§ Tasks to carry out
A. From the journal entry about exiling social media below, list the things the writer describes seeing in the surroundings at 4:50 p.m.
B. Pick up the journal entry about exiling social media below right after its final sentence and keep writing.

Journal entry after exiling social media

Anyhow, here we are. 4:50 p.m. Calm water over there, evergreen woods behind me, picnic table in front. And, as often happens when I try to write, I’m tired (because usually I’m writing in this thing around 4:50 a.m.).

I neutered my iPhone the other day, in hopes of clearing enough space to enable a software update. I’d ignored “out of storage” messages for a week or more until I couldn’t take a photo or make an audio recording, both of which are handy for my work.

When I looked, half the memory had been absorbed by a mysterious force called “Other.” It wasn’t my apps or photos or messages or similar stuff that was taking up space, it was Other, which apparently is stuff like browser caches and cookies and who knows what else but it was the biggest space hog of them all.

In my research I found all that Other may have been caused by a bug in iOS version 13-something, but good news, version 14 was ready and waiting to be installed. The problem was, the upgrade process needed space that wasn’t available because of all that Other.

§ Information shown
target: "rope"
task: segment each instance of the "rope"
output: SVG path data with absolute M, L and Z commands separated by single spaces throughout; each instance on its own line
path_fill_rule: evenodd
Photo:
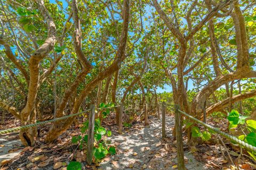
M 218 134 L 220 134 L 221 135 L 222 135 L 222 136 L 224 136 L 224 137 L 226 137 L 227 139 L 229 139 L 230 141 L 232 141 L 233 142 L 237 143 L 239 145 L 244 147 L 247 150 L 256 152 L 256 147 L 253 147 L 253 145 L 250 145 L 250 144 L 248 144 L 247 143 L 246 143 L 246 142 L 245 142 L 243 141 L 241 141 L 241 140 L 238 139 L 235 136 L 230 135 L 226 133 L 220 131 L 220 129 L 219 129 L 217 128 L 215 128 L 214 127 L 212 127 L 211 125 L 206 124 L 206 123 L 204 123 L 204 122 L 194 118 L 193 116 L 191 116 L 190 115 L 187 114 L 187 113 L 186 113 L 185 112 L 184 112 L 183 111 L 180 110 L 180 109 L 177 109 L 177 110 L 179 112 L 180 112 L 180 113 L 181 113 L 181 114 L 183 114 L 184 115 L 185 115 L 186 116 L 188 117 L 189 118 L 190 118 L 190 119 L 191 119 L 193 120 L 195 120 L 195 122 L 198 123 L 198 124 L 212 129 L 212 131 L 214 131 L 217 133 L 218 133 Z
M 90 110 L 91 109 L 88 109 L 88 110 L 86 110 L 84 111 L 79 112 L 79 113 L 77 113 L 77 114 L 67 115 L 67 116 L 63 116 L 63 117 L 59 117 L 59 118 L 51 119 L 51 120 L 46 120 L 46 121 L 44 121 L 44 122 L 38 122 L 38 123 L 35 123 L 35 124 L 27 125 L 25 125 L 25 126 L 19 126 L 19 127 L 17 127 L 9 128 L 9 129 L 5 129 L 5 130 L 0 131 L 0 134 L 5 134 L 5 133 L 13 132 L 15 132 L 15 131 L 18 131 L 19 130 L 29 128 L 32 127 L 36 127 L 36 126 L 39 126 L 39 125 L 46 124 L 47 124 L 47 123 L 49 123 L 58 122 L 58 121 L 61 120 L 64 120 L 64 119 L 67 119 L 69 117 L 76 116 L 79 115 L 81 114 L 85 113 L 86 112 L 87 112 L 88 111 L 90 111 Z
M 119 107 L 119 106 L 120 106 L 120 105 L 115 106 L 114 107 L 107 107 L 107 108 L 98 108 L 97 109 L 100 110 L 100 109 L 109 109 L 109 108 L 113 108 L 117 107 Z M 32 127 L 36 127 L 36 126 L 39 126 L 39 125 L 44 125 L 44 124 L 47 124 L 47 123 L 49 123 L 55 122 L 58 122 L 59 120 L 64 120 L 64 119 L 67 119 L 69 117 L 78 116 L 78 115 L 79 115 L 81 114 L 86 112 L 90 111 L 90 110 L 91 109 L 88 109 L 88 110 L 85 110 L 84 111 L 79 112 L 75 114 L 67 115 L 67 116 L 63 116 L 63 117 L 59 117 L 59 118 L 58 118 L 53 119 L 51 119 L 51 120 L 46 120 L 46 121 L 44 121 L 44 122 L 38 122 L 38 123 L 35 123 L 35 124 L 29 124 L 29 125 L 25 125 L 25 126 L 19 126 L 19 127 L 17 127 L 11 128 L 9 128 L 9 129 L 5 129 L 5 130 L 0 131 L 0 134 L 11 133 L 11 132 L 15 132 L 15 131 L 18 131 L 19 130 L 25 129 L 27 129 L 27 128 L 29 128 Z
M 108 107 L 107 108 L 97 108 L 96 109 L 97 110 L 102 110 L 102 109 L 105 109 L 114 108 L 117 108 L 117 107 L 119 107 L 119 106 L 121 106 L 121 105 L 115 106 L 113 106 L 113 107 Z

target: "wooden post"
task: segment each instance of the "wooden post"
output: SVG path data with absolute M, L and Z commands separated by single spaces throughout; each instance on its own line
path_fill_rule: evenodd
M 144 115 L 145 116 L 145 125 L 148 125 L 148 104 L 146 103 L 145 104 L 145 111 L 144 113 Z
M 157 103 L 157 118 L 160 119 L 160 106 L 159 103 Z
M 185 170 L 184 150 L 183 150 L 182 127 L 181 125 L 181 114 L 178 111 L 180 109 L 179 104 L 174 105 L 175 111 L 175 128 L 176 140 L 177 141 L 178 166 L 179 170 Z
M 124 111 L 124 104 L 120 103 L 119 107 L 119 117 L 118 117 L 118 133 L 122 134 L 122 128 L 123 127 L 123 120 L 122 119 L 123 112 Z
M 162 103 L 162 136 L 165 137 L 165 114 L 166 112 L 166 106 L 165 106 L 165 102 Z
M 93 143 L 94 142 L 94 117 L 95 106 L 91 104 L 91 109 L 89 114 L 89 125 L 88 128 L 88 144 L 87 146 L 86 163 L 91 165 L 93 155 Z

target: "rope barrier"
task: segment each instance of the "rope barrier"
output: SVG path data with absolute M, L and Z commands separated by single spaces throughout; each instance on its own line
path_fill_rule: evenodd
M 115 108 L 117 108 L 117 107 L 119 107 L 119 106 L 121 106 L 121 105 L 115 106 L 113 106 L 113 107 L 107 107 L 107 108 L 97 108 L 96 109 L 97 110 L 103 110 L 103 109 L 105 109 Z
M 63 116 L 63 117 L 59 117 L 59 118 L 58 118 L 53 119 L 51 119 L 51 120 L 46 120 L 46 121 L 44 121 L 44 122 L 38 122 L 38 123 L 36 123 L 35 124 L 29 124 L 29 125 L 25 125 L 25 126 L 19 126 L 19 127 L 17 127 L 11 128 L 7 129 L 5 129 L 5 130 L 0 131 L 0 134 L 11 133 L 11 132 L 15 132 L 15 131 L 18 131 L 19 130 L 29 128 L 32 127 L 38 126 L 46 124 L 47 124 L 47 123 L 49 123 L 58 122 L 58 121 L 61 120 L 64 120 L 64 119 L 67 119 L 69 117 L 76 116 L 79 115 L 80 114 L 86 112 L 90 111 L 90 110 L 91 109 L 88 109 L 88 110 L 82 111 L 82 112 L 79 112 L 77 114 L 67 115 L 67 116 Z
M 97 109 L 100 110 L 100 109 L 104 109 L 114 108 L 116 108 L 116 107 L 119 107 L 119 106 L 120 106 L 120 105 L 115 106 L 114 107 L 107 107 L 107 108 L 98 108 Z M 0 134 L 11 133 L 11 132 L 15 132 L 15 131 L 18 131 L 19 130 L 29 128 L 30 127 L 36 127 L 36 126 L 38 126 L 42 125 L 44 125 L 44 124 L 47 124 L 47 123 L 49 123 L 55 122 L 58 122 L 59 120 L 64 120 L 64 119 L 67 119 L 69 117 L 78 116 L 80 114 L 86 112 L 87 112 L 90 110 L 90 109 L 88 109 L 88 110 L 85 110 L 85 111 L 81 111 L 81 112 L 79 112 L 75 114 L 67 115 L 67 116 L 63 116 L 63 117 L 57 118 L 55 118 L 55 119 L 51 119 L 51 120 L 46 120 L 46 121 L 44 121 L 44 122 L 38 122 L 38 123 L 36 123 L 35 124 L 27 125 L 22 126 L 19 126 L 19 127 L 17 127 L 11 128 L 9 128 L 9 129 L 5 129 L 5 130 L 0 131 Z
M 222 136 L 224 136 L 224 137 L 226 137 L 227 139 L 229 139 L 230 141 L 232 141 L 233 142 L 237 143 L 239 145 L 241 145 L 241 146 L 244 147 L 247 150 L 256 152 L 256 147 L 253 147 L 253 145 L 251 145 L 248 144 L 247 143 L 246 143 L 246 142 L 245 142 L 243 141 L 241 141 L 241 140 L 238 139 L 235 136 L 230 135 L 226 133 L 220 131 L 220 129 L 218 129 L 215 127 L 212 127 L 212 126 L 209 125 L 208 125 L 208 124 L 206 124 L 206 123 L 204 123 L 204 122 L 194 118 L 193 116 L 191 116 L 190 115 L 188 115 L 186 112 L 185 112 L 183 111 L 181 111 L 180 109 L 177 109 L 177 110 L 179 112 L 180 112 L 180 113 L 181 113 L 181 114 L 183 114 L 184 115 L 185 115 L 186 116 L 188 117 L 189 118 L 190 118 L 190 119 L 195 121 L 196 122 L 198 123 L 198 124 L 201 124 L 201 125 L 203 125 L 203 126 L 204 126 L 206 127 L 207 127 L 207 128 L 211 129 L 211 130 L 214 131 L 217 133 L 218 133 L 218 134 L 220 134 Z

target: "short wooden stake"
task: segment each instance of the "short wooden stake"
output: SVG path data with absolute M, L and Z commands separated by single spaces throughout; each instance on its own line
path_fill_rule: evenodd
M 124 104 L 120 103 L 119 107 L 119 117 L 118 117 L 118 133 L 122 134 L 122 128 L 123 127 L 123 120 L 122 119 L 123 116 L 123 112 L 124 111 Z
M 182 127 L 181 125 L 181 114 L 178 111 L 180 109 L 179 104 L 174 105 L 175 111 L 175 129 L 178 153 L 178 168 L 179 170 L 185 170 L 184 150 L 183 150 Z
M 162 136 L 165 137 L 165 114 L 166 112 L 166 106 L 165 102 L 162 103 Z
M 91 104 L 90 107 L 91 110 L 89 114 L 89 125 L 88 129 L 88 144 L 87 146 L 86 163 L 91 165 L 92 161 L 93 155 L 93 143 L 94 142 L 94 117 L 95 117 L 95 106 Z
M 144 115 L 145 116 L 145 125 L 148 125 L 148 104 L 146 103 L 145 104 L 145 111 L 144 113 Z
M 160 119 L 160 106 L 159 103 L 157 103 L 157 118 Z

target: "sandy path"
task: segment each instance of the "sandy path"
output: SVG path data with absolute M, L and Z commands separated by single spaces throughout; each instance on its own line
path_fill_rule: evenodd
M 177 153 L 172 155 L 163 151 L 161 144 L 164 141 L 162 139 L 162 121 L 155 118 L 150 120 L 150 125 L 142 127 L 140 130 L 131 128 L 130 132 L 125 131 L 122 135 L 115 135 L 109 137 L 111 143 L 119 143 L 118 154 L 105 159 L 105 161 L 100 164 L 100 168 L 106 170 L 173 169 L 177 164 L 177 158 L 174 158 L 174 155 Z M 174 117 L 167 117 L 167 137 L 172 137 L 170 128 L 174 124 Z M 190 153 L 185 152 L 185 156 L 188 160 L 186 164 L 188 169 L 206 169 Z
M 14 133 L 0 136 L 0 162 L 12 159 L 19 155 L 23 147 L 17 137 L 18 135 L 17 133 Z

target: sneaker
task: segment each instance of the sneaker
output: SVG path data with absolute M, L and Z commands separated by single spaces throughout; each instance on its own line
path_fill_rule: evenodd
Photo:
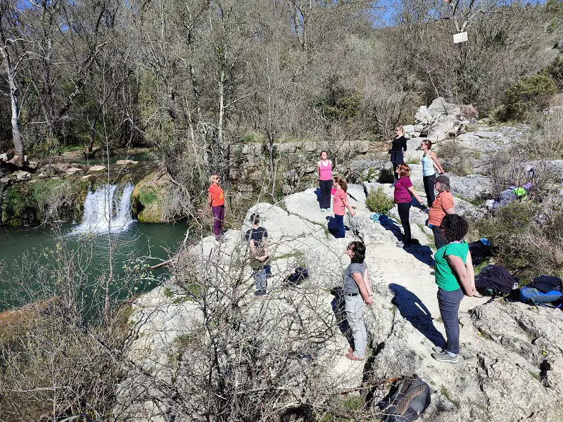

§ In response
A.
- Calm water
- Evergreen woods
- A picnic table

B.
The quickest solution was deleting the apps that used the most space — Audible, Facebook, and three business and personal email accounts — and reloading them later. A few minutes later version 14 was in the phone, and voila! I was using only half of the device’s storage capacity.

I reloaded Audible and signed back in — gotta have my audiobooks, don’t ya know — but I paused before reloading Facebook and the emails. Wait a minute, I said. Facebook and email are off my phone, and my biggest surfing distractions are not available. This is good, I think.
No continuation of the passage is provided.